Task statement: Please copy out, word for word, the lines below, starting at the line that contains "For each instance of the silver" and ending at the last line.

Data entries:
_ _ _ _ _
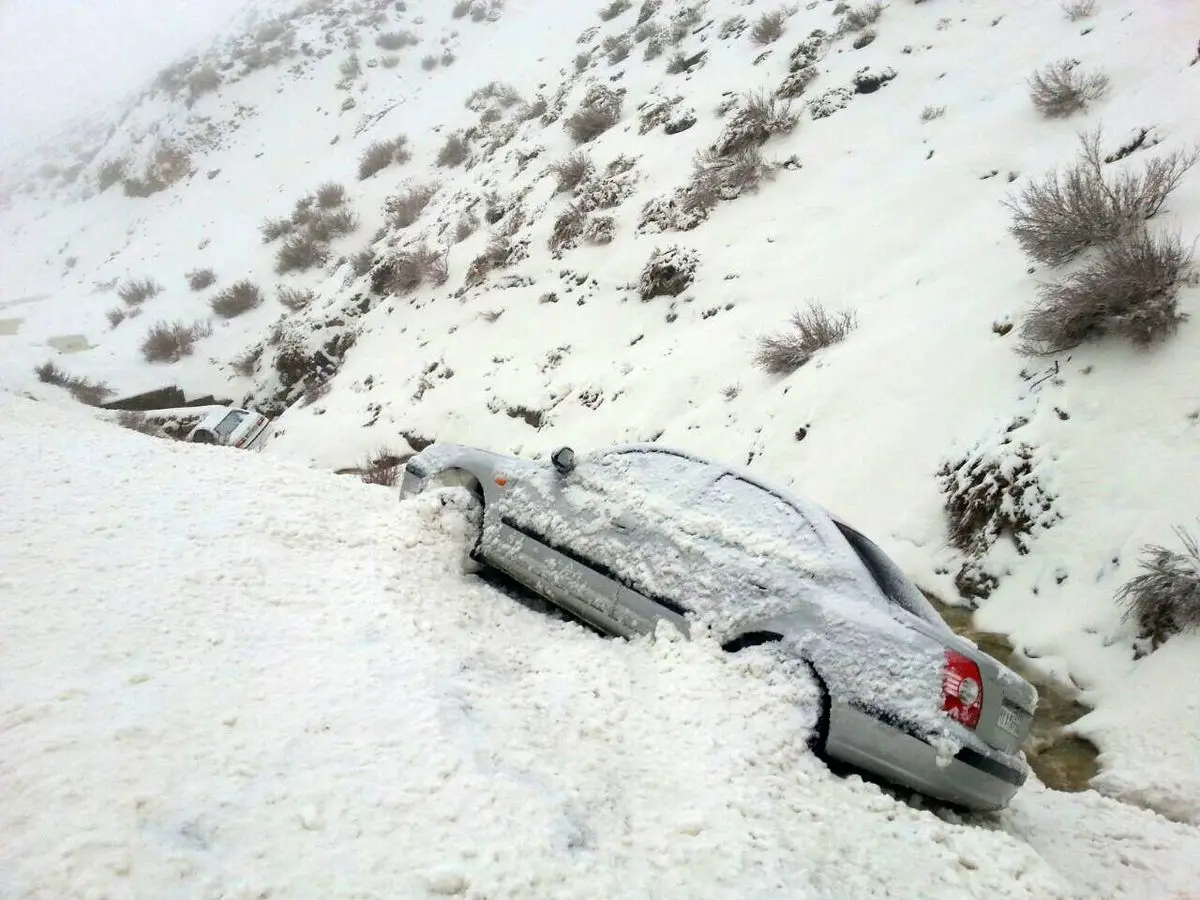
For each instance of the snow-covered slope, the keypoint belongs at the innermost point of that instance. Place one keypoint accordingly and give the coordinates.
(232, 676)
(889, 207)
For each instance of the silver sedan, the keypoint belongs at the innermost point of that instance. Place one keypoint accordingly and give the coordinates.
(640, 537)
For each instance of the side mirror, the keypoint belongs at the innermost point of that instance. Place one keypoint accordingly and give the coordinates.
(563, 460)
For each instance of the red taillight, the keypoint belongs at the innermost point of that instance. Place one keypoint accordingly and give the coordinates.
(961, 689)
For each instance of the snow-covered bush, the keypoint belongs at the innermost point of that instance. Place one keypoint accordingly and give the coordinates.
(201, 279)
(1065, 213)
(405, 208)
(83, 389)
(1060, 89)
(383, 154)
(454, 151)
(171, 341)
(615, 9)
(769, 27)
(237, 299)
(811, 330)
(667, 273)
(757, 119)
(1164, 600)
(861, 17)
(796, 83)
(1129, 289)
(571, 171)
(136, 292)
(409, 269)
(994, 491)
(597, 114)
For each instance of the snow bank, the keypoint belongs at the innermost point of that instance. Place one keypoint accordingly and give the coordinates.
(226, 676)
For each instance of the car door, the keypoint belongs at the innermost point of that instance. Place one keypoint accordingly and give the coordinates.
(582, 537)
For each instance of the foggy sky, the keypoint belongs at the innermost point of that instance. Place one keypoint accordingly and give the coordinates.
(59, 58)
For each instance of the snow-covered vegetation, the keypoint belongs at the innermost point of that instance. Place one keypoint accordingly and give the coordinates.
_ _ _ _ _
Exercise answer:
For each instance of the silver sedan, the keypoint belongs at the innermost point of that instance. Place one keypoint accordingly and give the coordinates.
(640, 537)
For each instance of the side mirror, the keypoint belongs at the innermost point of that instance. Place one keypoint accordingly and give the coordinates.
(563, 460)
For each instance of the red taillight, the keypoint belongs at the innermost point of that instance. Place one keypoint accordingly and give the coordinates.
(961, 689)
For each instance of the snow-covered bush, the keypoint belongs at the innermost point of that instance. Place one keypoint accordingly and give the coordinates.
(201, 279)
(1065, 213)
(405, 208)
(83, 389)
(1060, 89)
(383, 154)
(454, 151)
(171, 341)
(615, 9)
(769, 27)
(237, 299)
(811, 330)
(667, 273)
(757, 119)
(1164, 600)
(861, 17)
(796, 83)
(1129, 289)
(571, 171)
(136, 292)
(409, 269)
(994, 491)
(597, 114)
For each instance of the snow bank, the keypoint belongs at the innermost point of that instance. Place one keypoint accordingly and give the coordinates.
(226, 676)
For each instance of the car door, the keypoint belongs at the innermost point of that instance. Place one keypoint accordingly and give the coordinates.
(582, 537)
For each instance of the foggy sky, the keypoint belongs at the innermost point of that instance. Place one keypoint accordingly and give the coordinates.
(59, 58)
For each instance of the snow-covered vegetation, the keypoint belongs at the innermost point of that instance. Place one keypoint accordingly and give the coordinates.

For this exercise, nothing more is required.